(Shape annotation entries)
┌──
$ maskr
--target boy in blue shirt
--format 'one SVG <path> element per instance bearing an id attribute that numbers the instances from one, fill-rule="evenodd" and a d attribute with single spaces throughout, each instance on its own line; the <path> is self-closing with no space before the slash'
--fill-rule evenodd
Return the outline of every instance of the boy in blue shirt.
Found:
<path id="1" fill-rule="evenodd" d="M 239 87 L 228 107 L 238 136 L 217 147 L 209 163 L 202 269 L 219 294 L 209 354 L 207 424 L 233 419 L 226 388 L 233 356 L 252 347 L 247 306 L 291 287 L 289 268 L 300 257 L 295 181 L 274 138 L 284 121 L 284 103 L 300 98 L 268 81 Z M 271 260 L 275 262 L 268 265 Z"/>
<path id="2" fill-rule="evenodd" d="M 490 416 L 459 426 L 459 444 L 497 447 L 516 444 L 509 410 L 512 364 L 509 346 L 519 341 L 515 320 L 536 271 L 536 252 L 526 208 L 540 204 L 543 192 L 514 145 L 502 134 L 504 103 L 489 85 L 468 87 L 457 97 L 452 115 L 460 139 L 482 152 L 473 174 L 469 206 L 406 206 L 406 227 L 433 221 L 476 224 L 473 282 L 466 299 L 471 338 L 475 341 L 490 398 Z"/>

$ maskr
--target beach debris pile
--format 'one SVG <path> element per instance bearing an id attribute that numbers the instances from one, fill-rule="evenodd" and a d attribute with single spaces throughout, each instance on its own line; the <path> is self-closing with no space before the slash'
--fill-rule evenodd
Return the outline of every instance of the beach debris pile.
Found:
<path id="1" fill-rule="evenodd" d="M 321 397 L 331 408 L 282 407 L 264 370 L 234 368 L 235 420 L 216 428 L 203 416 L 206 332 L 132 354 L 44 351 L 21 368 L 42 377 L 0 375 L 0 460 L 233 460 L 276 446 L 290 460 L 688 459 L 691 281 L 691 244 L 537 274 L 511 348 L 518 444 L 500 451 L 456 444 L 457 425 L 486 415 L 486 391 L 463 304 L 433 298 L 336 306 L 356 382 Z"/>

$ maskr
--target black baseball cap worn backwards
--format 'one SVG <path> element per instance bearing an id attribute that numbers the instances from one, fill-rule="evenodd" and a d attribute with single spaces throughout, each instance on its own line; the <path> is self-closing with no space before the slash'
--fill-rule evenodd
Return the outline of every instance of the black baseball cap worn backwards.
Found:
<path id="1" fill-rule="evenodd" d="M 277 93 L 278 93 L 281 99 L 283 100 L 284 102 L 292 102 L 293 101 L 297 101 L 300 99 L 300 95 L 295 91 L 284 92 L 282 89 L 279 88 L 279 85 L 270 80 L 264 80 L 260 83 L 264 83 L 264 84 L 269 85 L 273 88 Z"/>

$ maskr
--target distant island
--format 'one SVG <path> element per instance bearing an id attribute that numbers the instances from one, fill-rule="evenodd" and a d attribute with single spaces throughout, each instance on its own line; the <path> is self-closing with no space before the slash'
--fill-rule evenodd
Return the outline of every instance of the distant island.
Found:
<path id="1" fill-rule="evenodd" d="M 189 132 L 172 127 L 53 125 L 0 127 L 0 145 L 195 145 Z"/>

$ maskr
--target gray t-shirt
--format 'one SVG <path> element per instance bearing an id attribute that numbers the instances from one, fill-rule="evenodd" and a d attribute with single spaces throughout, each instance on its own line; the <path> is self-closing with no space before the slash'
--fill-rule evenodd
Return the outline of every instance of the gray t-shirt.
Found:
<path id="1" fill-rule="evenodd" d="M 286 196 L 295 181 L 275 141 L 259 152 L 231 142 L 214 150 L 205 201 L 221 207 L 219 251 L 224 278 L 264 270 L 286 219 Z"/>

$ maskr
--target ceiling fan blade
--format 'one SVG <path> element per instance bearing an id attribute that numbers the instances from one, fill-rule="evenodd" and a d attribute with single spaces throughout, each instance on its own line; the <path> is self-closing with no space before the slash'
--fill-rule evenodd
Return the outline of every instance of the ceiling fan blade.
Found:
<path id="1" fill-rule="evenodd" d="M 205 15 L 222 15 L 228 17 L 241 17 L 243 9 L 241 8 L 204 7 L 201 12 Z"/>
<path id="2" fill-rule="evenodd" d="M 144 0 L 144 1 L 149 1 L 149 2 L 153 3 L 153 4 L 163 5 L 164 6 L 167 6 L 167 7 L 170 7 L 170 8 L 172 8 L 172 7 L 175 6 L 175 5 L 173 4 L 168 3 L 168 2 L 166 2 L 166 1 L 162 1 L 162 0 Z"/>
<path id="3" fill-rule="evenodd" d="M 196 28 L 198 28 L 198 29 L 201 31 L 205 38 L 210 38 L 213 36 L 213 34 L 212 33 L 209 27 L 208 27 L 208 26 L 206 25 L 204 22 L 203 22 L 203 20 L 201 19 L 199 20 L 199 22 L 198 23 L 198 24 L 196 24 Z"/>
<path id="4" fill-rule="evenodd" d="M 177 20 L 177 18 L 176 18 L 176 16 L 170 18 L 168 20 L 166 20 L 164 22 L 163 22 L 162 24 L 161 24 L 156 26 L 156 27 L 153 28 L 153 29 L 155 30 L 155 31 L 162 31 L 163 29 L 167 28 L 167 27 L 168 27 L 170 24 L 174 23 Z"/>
└──
* [WHAT THE EXERCISE ASKS]: Retype all of the rows above, character for character, with nothing changed.

* [REPLY TO THE EXERCISE]:
$ maskr
--target boy in blue shirt
--format 'one SVG <path> element per instance bearing an id attribute that numbers the instances from one, fill-rule="evenodd" and a d attribute with single spaces throughout, each instance on its own line; the <path> is self-closing with no space before the slash'
--fill-rule evenodd
Return the outline of every instance of the boy in blue shirt.
Found:
<path id="1" fill-rule="evenodd" d="M 239 87 L 228 107 L 238 136 L 217 147 L 209 163 L 202 269 L 219 294 L 209 354 L 207 424 L 233 419 L 226 388 L 233 356 L 252 347 L 247 306 L 291 287 L 289 268 L 300 257 L 295 181 L 274 138 L 284 121 L 284 103 L 300 98 L 268 81 Z M 271 260 L 275 262 L 268 265 Z"/>
<path id="2" fill-rule="evenodd" d="M 490 416 L 459 426 L 459 444 L 497 447 L 516 444 L 509 410 L 512 364 L 509 346 L 519 341 L 515 320 L 536 271 L 536 252 L 526 208 L 540 204 L 543 192 L 514 145 L 502 134 L 504 103 L 489 85 L 468 87 L 457 97 L 452 115 L 460 139 L 482 152 L 473 174 L 469 206 L 406 206 L 406 227 L 433 221 L 476 224 L 473 282 L 466 299 L 471 338 L 475 341 L 490 398 Z"/>

$ maskr
--target beach debris pile
--format 'one SVG <path> element per instance bearing an id attribute that numbers the instances from one, fill-rule="evenodd" and a d attribute with single spaces throughout, each instance on its own line; the <path> is self-closing with no space before the slash'
--fill-rule evenodd
Return the outline of every instance of the beach debris pile.
Found:
<path id="1" fill-rule="evenodd" d="M 321 397 L 331 408 L 282 407 L 264 370 L 234 368 L 235 420 L 216 428 L 203 416 L 206 332 L 132 354 L 44 351 L 21 368 L 42 377 L 0 375 L 0 460 L 233 460 L 276 446 L 290 460 L 688 459 L 691 281 L 691 244 L 537 274 L 511 348 L 518 444 L 500 451 L 456 444 L 457 425 L 486 415 L 486 391 L 463 304 L 433 298 L 336 306 L 356 382 Z"/>

$ maskr
--target black baseball cap worn backwards
--format 'one SVG <path> element per instance bearing an id attribute that numbers the instances from one, fill-rule="evenodd" and a d attribute with single spaces throughout, each instance on its own line; the <path> is self-closing with no space before the slash'
--fill-rule evenodd
Return the outline of every instance of the black baseball cap worn backwards.
Found:
<path id="1" fill-rule="evenodd" d="M 277 93 L 278 93 L 281 99 L 283 100 L 284 102 L 292 102 L 293 101 L 297 101 L 300 99 L 300 95 L 295 91 L 284 92 L 282 89 L 279 88 L 279 85 L 270 80 L 264 80 L 260 83 L 264 83 L 264 84 L 269 85 L 273 88 Z"/>

$ maskr
--target distant island
--format 'one SVG <path> element per instance bearing an id attribute that numbers the instances from one, fill-rule="evenodd" and a d attribute with single spaces throughout, each instance on its own line; the <path> is self-closing with no space before the slash'
--fill-rule evenodd
Return the outline of every instance of the distant island.
Found:
<path id="1" fill-rule="evenodd" d="M 189 132 L 172 127 L 53 125 L 0 127 L 0 145 L 195 145 Z"/>

$ maskr
--target gray t-shirt
--format 'one SVG <path> element per instance bearing an id attribute that numbers the instances from one, fill-rule="evenodd" and a d attribute with single spaces throughout, each instance on its own line; the <path> is self-closing with no space before the slash'
--fill-rule evenodd
Return the outline of every instance of the gray t-shirt.
Found:
<path id="1" fill-rule="evenodd" d="M 286 196 L 295 181 L 275 141 L 259 152 L 231 142 L 214 150 L 205 201 L 221 207 L 219 251 L 224 278 L 264 270 L 286 219 Z"/>

$ maskr
--target ceiling fan blade
--format 'one SVG <path> element per instance bearing an id attribute that numbers the instances from one, fill-rule="evenodd" and a d attribute with single spaces throughout, each instance on its own line; the <path> is self-closing with no space before the slash'
--fill-rule evenodd
Return the outline of every instance of the ceiling fan blade.
Found:
<path id="1" fill-rule="evenodd" d="M 205 15 L 222 15 L 228 17 L 241 17 L 243 9 L 241 8 L 204 7 L 201 12 Z"/>
<path id="2" fill-rule="evenodd" d="M 144 0 L 144 1 L 149 1 L 149 2 L 153 3 L 153 4 L 163 5 L 164 6 L 167 6 L 167 7 L 170 7 L 170 8 L 172 8 L 172 7 L 175 6 L 175 5 L 173 4 L 168 3 L 168 2 L 166 2 L 166 1 L 162 1 L 162 0 Z"/>
<path id="3" fill-rule="evenodd" d="M 196 28 L 198 28 L 198 29 L 201 31 L 205 38 L 210 38 L 213 36 L 213 34 L 212 33 L 209 27 L 208 27 L 208 26 L 206 25 L 204 22 L 203 22 L 203 20 L 201 19 L 199 20 L 199 22 L 198 23 L 198 24 L 196 24 Z"/>
<path id="4" fill-rule="evenodd" d="M 177 20 L 177 18 L 176 18 L 176 16 L 170 18 L 168 20 L 166 20 L 164 22 L 163 22 L 162 24 L 161 24 L 156 26 L 156 27 L 153 28 L 153 29 L 155 30 L 155 31 L 162 31 L 163 29 L 167 28 L 167 27 L 168 27 L 170 24 L 174 23 Z"/>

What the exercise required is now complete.